• ACCIONES REQUERIDAS:
[1] Extrae literalmente del texto de lectura el pasaje que va desde "Sono grata di" hasta "ricerca di dottorato).".
[2] Responde estas preguntas con lo que afirma el texto de lectura:
(a) ¿Qué es lo primero que, según la autora, la Elisabeth perfeccionista no habría podido hacer de la mejor manera durante la cuarentena?
(b) ¿A quién está agradecida la autora, más que por cualquier otra cosa, por haberle abierto los ojos sobre el apego a la maternidad?
(c) ¿Qué le recordaba la madre cuando intentaba obligarla a comer?

• TEXTO DE LECTURA:
Sono grata di non avere più quel perfezionismo che mi ha caratterizzato per più di metà della mia vita. La Elisabeth perfezionista avrebbe passato i giorni di quarantena  a soffrire per tutte le cose che non possono essere fatte nel miglior modo possibile (prima di tutto continuare con la ricerca di dottorato).

E più di ogni altra cosa sono grata all’Universo di avermi fatto aprire gli occhi su quel maledetto attaccamento alla maternità. Se oggi fossi ancora la Elisabeth in balia di ciò che detta la società, penserei che questo tempo per fermarsi, per guardarsi dentro, per vedere le incoerenze di un sistema economico e sociale malato,  sia “perduto”, tempo sprecato nel quale avrei dovuto trovare la persona giusta da amare e con cui fare dei figli. E paradossalmente avrei davvero sprecato questo tempo preziosissimo.

Non sprecatelo nemmeno voi, guardando a ciò che hanno o non hanno gli altri o pensando a come sarebbe potuto essere. Riprendevi il vostro tempo!

 

 


 

No creo que sea útil compararse con los demás. Siempre lo creí. Recuerdo que cuando mi madre intentaba obligarme a comer, recordándome que había niños en el mundo que ni siquiera tenían un trozo de pan, pensaba “¿Y qué? ¿Si como mucho ellos tendrán menos hambre? ¿De qué sirve compararme con los demás?”.

• DATOS PROPORCIONADOS:

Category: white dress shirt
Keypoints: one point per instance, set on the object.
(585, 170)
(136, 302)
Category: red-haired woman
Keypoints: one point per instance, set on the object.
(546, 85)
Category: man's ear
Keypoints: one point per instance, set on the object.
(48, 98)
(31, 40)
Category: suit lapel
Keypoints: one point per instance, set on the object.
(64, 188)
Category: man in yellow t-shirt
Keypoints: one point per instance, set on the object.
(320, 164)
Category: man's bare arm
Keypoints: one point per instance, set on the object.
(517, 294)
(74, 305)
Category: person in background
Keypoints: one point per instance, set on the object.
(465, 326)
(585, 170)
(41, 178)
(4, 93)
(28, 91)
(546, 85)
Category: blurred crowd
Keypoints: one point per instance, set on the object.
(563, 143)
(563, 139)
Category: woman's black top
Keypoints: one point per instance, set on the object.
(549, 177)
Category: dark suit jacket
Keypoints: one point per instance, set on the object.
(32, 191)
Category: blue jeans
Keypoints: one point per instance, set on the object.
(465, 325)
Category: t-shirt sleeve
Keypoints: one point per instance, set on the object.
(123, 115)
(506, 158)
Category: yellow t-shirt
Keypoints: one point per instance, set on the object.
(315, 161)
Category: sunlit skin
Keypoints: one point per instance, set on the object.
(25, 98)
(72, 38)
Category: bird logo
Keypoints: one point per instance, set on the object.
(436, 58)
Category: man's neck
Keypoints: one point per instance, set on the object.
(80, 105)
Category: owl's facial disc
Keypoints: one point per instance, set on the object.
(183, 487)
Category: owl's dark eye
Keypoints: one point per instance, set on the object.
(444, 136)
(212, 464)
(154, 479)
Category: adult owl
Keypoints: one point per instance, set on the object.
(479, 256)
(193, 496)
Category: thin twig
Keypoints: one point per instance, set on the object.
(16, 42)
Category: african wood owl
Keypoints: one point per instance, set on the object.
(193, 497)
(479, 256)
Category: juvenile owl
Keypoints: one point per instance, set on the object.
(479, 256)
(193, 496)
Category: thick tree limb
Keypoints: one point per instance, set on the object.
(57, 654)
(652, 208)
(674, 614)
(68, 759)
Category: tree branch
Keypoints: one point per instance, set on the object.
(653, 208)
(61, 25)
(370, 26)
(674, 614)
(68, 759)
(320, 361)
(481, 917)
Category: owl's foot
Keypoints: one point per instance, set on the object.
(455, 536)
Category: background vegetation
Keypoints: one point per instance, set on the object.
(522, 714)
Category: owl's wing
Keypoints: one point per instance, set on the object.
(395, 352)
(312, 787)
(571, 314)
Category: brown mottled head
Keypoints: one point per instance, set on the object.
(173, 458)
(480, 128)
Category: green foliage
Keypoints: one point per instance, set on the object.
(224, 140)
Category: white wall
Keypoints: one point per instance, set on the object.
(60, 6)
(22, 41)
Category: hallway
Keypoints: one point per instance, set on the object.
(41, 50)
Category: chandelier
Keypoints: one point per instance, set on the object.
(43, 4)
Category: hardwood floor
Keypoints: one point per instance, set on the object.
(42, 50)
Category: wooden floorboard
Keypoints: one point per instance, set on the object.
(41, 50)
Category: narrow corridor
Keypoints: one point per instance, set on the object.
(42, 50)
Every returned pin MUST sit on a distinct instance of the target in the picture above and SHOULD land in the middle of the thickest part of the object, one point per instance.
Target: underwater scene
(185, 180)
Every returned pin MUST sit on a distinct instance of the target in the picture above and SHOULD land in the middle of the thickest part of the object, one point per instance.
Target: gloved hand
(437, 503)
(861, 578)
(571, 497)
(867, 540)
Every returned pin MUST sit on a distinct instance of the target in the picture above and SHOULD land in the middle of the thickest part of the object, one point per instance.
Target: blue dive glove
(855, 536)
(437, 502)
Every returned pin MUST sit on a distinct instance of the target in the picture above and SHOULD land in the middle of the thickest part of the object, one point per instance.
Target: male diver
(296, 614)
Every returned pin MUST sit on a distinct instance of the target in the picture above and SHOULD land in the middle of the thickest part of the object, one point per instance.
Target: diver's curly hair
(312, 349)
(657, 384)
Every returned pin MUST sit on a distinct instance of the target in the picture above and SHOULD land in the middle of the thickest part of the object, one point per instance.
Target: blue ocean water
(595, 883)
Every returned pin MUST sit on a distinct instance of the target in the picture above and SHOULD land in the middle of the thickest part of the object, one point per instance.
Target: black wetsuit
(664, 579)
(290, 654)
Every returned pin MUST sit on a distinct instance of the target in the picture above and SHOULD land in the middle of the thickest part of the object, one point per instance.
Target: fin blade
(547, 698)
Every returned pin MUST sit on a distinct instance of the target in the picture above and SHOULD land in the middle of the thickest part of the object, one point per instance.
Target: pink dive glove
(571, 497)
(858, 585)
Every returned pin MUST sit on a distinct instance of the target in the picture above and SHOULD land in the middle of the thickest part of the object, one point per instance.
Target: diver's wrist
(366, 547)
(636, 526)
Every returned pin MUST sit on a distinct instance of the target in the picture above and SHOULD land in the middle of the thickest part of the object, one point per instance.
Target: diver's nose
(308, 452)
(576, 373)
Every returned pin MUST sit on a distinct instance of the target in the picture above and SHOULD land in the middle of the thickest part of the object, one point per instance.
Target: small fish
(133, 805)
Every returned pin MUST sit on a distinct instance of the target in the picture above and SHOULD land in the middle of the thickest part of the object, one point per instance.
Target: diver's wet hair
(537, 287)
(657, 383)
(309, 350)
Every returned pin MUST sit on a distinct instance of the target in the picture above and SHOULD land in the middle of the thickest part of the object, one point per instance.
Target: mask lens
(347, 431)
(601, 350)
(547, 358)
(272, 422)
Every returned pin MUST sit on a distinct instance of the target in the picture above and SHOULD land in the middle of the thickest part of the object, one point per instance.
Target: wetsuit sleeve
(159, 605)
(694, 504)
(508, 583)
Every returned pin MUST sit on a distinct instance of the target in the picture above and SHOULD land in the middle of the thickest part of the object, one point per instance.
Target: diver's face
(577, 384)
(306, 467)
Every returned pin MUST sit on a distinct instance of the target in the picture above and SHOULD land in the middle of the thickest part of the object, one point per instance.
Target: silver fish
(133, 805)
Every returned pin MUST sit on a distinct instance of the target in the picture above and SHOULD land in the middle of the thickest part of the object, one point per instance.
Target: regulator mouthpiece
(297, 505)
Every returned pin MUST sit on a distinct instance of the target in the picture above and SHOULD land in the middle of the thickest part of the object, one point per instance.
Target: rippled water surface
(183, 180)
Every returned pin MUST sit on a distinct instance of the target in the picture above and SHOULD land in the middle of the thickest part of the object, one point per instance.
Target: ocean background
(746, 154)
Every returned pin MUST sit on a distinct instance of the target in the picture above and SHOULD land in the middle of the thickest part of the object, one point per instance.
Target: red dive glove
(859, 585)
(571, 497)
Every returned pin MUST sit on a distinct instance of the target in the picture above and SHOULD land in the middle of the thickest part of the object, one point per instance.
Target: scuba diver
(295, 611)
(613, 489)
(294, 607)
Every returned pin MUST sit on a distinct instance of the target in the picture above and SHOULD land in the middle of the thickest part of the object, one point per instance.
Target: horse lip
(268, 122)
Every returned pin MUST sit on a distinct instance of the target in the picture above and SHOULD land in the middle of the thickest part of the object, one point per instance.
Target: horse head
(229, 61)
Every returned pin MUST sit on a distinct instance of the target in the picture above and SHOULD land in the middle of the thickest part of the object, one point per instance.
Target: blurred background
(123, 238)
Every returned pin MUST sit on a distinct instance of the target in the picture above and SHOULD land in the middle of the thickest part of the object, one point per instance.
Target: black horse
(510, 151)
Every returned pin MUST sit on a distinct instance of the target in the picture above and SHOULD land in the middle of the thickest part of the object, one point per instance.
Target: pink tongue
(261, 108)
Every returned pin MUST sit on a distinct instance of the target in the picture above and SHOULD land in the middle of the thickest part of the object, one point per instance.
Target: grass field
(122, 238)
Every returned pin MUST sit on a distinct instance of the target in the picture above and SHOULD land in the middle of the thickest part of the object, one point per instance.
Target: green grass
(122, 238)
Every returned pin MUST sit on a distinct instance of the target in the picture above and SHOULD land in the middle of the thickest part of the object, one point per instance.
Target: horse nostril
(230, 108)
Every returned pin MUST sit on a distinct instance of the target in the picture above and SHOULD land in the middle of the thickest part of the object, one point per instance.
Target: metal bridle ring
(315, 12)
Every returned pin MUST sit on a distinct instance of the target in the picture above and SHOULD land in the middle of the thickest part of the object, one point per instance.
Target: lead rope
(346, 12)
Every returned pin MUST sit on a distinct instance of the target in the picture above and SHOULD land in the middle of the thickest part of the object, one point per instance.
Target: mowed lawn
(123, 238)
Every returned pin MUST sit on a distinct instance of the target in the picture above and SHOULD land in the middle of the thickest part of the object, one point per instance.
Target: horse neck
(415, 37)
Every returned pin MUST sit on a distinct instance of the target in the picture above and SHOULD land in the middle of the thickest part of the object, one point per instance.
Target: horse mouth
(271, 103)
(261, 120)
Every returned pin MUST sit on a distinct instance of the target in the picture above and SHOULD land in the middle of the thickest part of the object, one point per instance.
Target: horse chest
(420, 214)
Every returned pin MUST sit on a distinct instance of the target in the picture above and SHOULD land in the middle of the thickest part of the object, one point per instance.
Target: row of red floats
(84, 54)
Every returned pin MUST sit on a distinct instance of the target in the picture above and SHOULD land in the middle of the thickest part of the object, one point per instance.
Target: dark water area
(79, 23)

• RESPUESTAS POR TAREA:
[1]
Sono grata di non avere più quel perfezionismo che mi ha caratterizzato per più di metà della mia vita. La Elisabeth perfezionista avrebbe passato i giorni di quarantena  a soffrire per tutte le cose che non possono essere fatte nel miglior modo possibile (prima di tutto continuare con la ricerca di dottorato).

[2]
(a) Continuar con la investigación de doctorado.
(b) Al Universo.
(c) Que en el mundo había niños que ni siquiera tenían un trozo de pan.